- Task goal: Copy out every line of the data exactly.

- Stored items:
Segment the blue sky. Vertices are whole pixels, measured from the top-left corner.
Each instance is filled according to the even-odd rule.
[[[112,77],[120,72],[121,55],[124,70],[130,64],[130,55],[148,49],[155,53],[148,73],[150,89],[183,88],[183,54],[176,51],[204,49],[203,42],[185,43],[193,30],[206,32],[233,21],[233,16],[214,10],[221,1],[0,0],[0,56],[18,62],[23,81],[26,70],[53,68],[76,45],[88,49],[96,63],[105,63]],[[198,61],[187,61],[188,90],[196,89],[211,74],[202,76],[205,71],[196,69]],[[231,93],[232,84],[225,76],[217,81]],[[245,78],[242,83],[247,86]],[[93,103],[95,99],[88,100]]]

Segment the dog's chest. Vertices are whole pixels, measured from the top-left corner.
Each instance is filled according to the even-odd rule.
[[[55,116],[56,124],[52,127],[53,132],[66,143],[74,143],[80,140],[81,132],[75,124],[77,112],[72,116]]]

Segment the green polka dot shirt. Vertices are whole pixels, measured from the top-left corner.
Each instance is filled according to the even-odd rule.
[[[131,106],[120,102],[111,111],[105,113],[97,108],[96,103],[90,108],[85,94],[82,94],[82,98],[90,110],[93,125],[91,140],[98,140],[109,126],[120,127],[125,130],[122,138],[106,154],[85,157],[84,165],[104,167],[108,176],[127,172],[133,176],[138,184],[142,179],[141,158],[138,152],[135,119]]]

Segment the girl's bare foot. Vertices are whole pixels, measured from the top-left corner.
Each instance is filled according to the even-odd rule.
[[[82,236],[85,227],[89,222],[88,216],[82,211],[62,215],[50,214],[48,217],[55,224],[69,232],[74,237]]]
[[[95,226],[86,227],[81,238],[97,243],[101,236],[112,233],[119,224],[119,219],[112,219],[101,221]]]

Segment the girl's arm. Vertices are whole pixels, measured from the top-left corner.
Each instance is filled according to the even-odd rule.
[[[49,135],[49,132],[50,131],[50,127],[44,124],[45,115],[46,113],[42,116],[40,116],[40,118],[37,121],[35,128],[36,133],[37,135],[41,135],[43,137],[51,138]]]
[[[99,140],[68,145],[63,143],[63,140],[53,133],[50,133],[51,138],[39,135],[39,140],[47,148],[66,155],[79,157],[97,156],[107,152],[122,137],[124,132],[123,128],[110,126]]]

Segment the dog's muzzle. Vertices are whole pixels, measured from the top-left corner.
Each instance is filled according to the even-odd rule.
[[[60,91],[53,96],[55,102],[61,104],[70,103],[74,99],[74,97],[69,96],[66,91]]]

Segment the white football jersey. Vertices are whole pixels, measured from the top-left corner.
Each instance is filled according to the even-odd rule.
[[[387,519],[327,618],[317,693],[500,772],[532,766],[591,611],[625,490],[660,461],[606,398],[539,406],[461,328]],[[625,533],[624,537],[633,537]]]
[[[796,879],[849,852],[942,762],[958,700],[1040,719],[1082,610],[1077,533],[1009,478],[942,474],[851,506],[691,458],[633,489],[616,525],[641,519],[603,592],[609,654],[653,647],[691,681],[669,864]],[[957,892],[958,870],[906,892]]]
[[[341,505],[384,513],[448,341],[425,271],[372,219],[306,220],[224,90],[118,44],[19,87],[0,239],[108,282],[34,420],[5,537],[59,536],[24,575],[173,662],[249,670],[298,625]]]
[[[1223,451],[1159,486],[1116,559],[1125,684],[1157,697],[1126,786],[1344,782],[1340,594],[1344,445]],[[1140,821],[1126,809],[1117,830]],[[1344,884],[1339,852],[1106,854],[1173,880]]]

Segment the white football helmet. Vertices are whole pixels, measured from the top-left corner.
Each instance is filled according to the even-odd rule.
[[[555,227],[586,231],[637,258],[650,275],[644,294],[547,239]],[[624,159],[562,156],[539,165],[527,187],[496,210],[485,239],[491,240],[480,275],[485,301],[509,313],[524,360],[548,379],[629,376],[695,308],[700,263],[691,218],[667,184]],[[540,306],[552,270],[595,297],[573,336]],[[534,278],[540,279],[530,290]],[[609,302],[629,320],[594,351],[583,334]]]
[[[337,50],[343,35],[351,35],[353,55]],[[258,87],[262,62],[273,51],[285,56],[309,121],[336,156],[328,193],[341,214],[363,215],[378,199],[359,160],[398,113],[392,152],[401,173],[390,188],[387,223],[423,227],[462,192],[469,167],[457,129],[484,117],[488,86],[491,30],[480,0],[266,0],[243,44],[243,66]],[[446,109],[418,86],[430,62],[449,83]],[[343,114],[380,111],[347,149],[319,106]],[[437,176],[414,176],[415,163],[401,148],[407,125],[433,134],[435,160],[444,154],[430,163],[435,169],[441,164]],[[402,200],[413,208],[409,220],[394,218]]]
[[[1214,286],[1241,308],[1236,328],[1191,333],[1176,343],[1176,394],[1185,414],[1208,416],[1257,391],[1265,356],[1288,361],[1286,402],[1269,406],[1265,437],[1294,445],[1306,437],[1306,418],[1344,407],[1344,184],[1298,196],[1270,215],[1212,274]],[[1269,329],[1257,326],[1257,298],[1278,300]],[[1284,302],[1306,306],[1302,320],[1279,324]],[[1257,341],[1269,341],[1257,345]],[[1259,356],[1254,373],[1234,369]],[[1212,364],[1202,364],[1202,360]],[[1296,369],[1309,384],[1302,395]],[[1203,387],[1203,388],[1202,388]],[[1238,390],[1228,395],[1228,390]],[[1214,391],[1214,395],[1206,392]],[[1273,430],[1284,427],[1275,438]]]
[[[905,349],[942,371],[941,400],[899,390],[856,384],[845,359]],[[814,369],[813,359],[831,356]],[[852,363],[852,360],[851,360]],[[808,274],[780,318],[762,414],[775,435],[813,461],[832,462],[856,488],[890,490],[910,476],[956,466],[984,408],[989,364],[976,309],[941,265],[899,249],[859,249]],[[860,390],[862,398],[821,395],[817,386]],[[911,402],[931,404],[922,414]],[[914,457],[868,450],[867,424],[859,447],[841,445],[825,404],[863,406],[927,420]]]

- Right answer:
Segment the blue sky. Vertices are whole pixels, measured from the top-left corner.
Each instance is filled according to the even-odd rule.
[[[112,77],[120,72],[121,55],[124,70],[130,64],[130,55],[148,49],[155,53],[148,73],[150,89],[183,88],[183,54],[176,51],[204,49],[203,42],[185,43],[193,30],[206,32],[233,21],[233,16],[214,10],[221,1],[0,0],[0,56],[18,62],[23,81],[26,70],[53,68],[76,45],[88,49],[96,63],[105,63]],[[198,61],[187,61],[188,90],[196,89],[211,74],[202,76],[205,71],[196,69]],[[231,93],[232,84],[225,76],[217,81]],[[245,78],[242,83],[247,86]],[[93,103],[95,99],[88,100]]]

Segment the dog's chest. Vertices are whole pixels, measured from the top-left corner.
Each instance is filled according to the even-odd rule.
[[[55,116],[56,124],[52,127],[53,132],[66,143],[74,143],[80,140],[81,132],[75,124],[77,112],[72,116]]]

Segment the green polka dot shirt. Vertices are whole pixels, measured from the top-left corner.
Each instance is filled according to the even-odd rule.
[[[131,106],[120,102],[111,111],[105,113],[97,108],[96,103],[90,108],[85,94],[82,94],[82,98],[90,110],[93,125],[91,140],[98,140],[109,126],[120,127],[125,130],[122,138],[106,154],[85,157],[84,165],[104,167],[108,176],[127,172],[133,176],[138,184],[142,179],[141,158],[138,152],[135,119]]]

Segment the girl's bare foot. Vertices are whole pixels, measured from the top-left corner.
Each instance is filled according to the even-odd rule.
[[[82,236],[85,227],[89,222],[88,216],[82,211],[62,215],[50,214],[48,217],[55,224],[69,232],[74,237]]]
[[[95,226],[86,227],[81,238],[97,243],[101,236],[112,233],[119,224],[119,219],[112,219],[101,221]]]

Segment the girl's arm. Vertices are whole pixels, measured from the top-left corner.
Each instance is filled according to the even-odd rule.
[[[49,135],[49,132],[50,131],[50,127],[44,124],[45,115],[46,113],[42,116],[40,116],[40,118],[37,121],[35,128],[36,133],[37,135],[41,135],[43,137],[51,138]]]
[[[99,140],[68,145],[63,143],[63,140],[53,133],[50,133],[51,138],[39,135],[39,140],[47,148],[66,155],[79,157],[97,156],[107,152],[122,137],[124,132],[123,128],[110,126]]]

Segment the dog's muzzle. Vertices are whole pixels, measured from the top-left corner.
Each instance is filled according to the even-odd rule.
[[[60,91],[53,96],[55,102],[61,104],[70,103],[74,99],[74,97],[69,96],[66,91]]]

Segment the white football jersey. Vertices are whole pixels, measured from the top-left corner.
Each instance is filled according to the even-odd rule.
[[[387,519],[327,618],[317,693],[500,772],[532,766],[591,611],[625,490],[660,461],[606,398],[539,406],[461,328]],[[625,533],[624,537],[633,537]]]
[[[796,879],[849,852],[942,762],[958,700],[1040,719],[1082,610],[1077,533],[1009,478],[942,474],[851,506],[691,458],[633,489],[616,525],[641,519],[603,592],[609,654],[653,647],[691,681],[669,864]],[[957,892],[958,870],[906,892]]]
[[[341,505],[384,513],[448,341],[425,271],[372,219],[306,220],[224,90],[118,44],[19,87],[0,239],[108,282],[34,420],[5,537],[59,536],[24,575],[173,662],[249,670],[298,625]]]
[[[1223,451],[1159,486],[1116,559],[1125,684],[1157,697],[1126,786],[1344,782],[1340,594],[1344,445]],[[1140,821],[1126,809],[1117,830]],[[1344,884],[1339,852],[1106,854],[1173,880]]]

Segment the white football helmet. Vertices are whole pixels, measured from the top-left corner.
Each instance is filled according to the even-odd rule.
[[[555,227],[586,231],[637,258],[650,275],[644,294],[547,239]],[[624,159],[562,156],[539,165],[527,187],[496,210],[485,239],[491,240],[480,275],[485,301],[509,313],[524,360],[548,379],[629,376],[695,308],[700,263],[691,218],[667,184]],[[540,306],[552,270],[595,297],[573,336]],[[534,278],[540,279],[530,290]],[[609,302],[629,320],[594,351],[583,334]]]
[[[337,50],[343,35],[351,35],[353,55]],[[258,87],[262,62],[273,51],[285,56],[309,121],[336,156],[328,193],[341,214],[363,215],[378,199],[359,160],[398,113],[392,152],[401,173],[390,188],[387,223],[423,227],[462,192],[469,167],[457,129],[484,117],[488,86],[491,30],[480,0],[266,0],[243,44],[243,66]],[[446,109],[418,86],[430,62],[449,83]],[[343,114],[380,111],[347,149],[319,106]],[[437,176],[414,176],[415,163],[401,148],[407,125],[433,134],[435,160],[444,154],[430,163],[435,169],[441,164]],[[402,200],[413,208],[409,220],[394,218]]]
[[[1214,286],[1241,308],[1236,328],[1191,333],[1176,343],[1176,394],[1185,414],[1208,416],[1257,391],[1265,356],[1288,361],[1286,402],[1269,406],[1265,437],[1294,445],[1306,437],[1306,418],[1344,407],[1344,184],[1298,196],[1270,215],[1212,274]],[[1269,329],[1257,326],[1257,298],[1278,300]],[[1284,302],[1306,306],[1302,320],[1279,324]],[[1257,341],[1269,341],[1257,345]],[[1259,356],[1254,373],[1234,369]],[[1212,364],[1202,364],[1202,360]],[[1296,369],[1309,384],[1302,395]],[[1203,387],[1203,388],[1202,388]],[[1238,390],[1228,395],[1228,390]],[[1214,391],[1214,395],[1206,392]],[[1273,430],[1284,427],[1275,438]]]
[[[905,349],[942,371],[941,400],[899,390],[856,384],[845,359]],[[814,369],[813,359],[831,356]],[[852,363],[852,360],[851,360]],[[808,274],[780,318],[762,414],[775,435],[813,461],[832,462],[856,488],[890,490],[910,476],[956,466],[984,408],[989,364],[976,309],[941,265],[899,249],[859,249]],[[860,390],[862,398],[821,395],[817,386]],[[911,402],[931,404],[922,414]],[[914,457],[868,450],[867,424],[859,447],[841,445],[825,404],[863,406],[927,420]]]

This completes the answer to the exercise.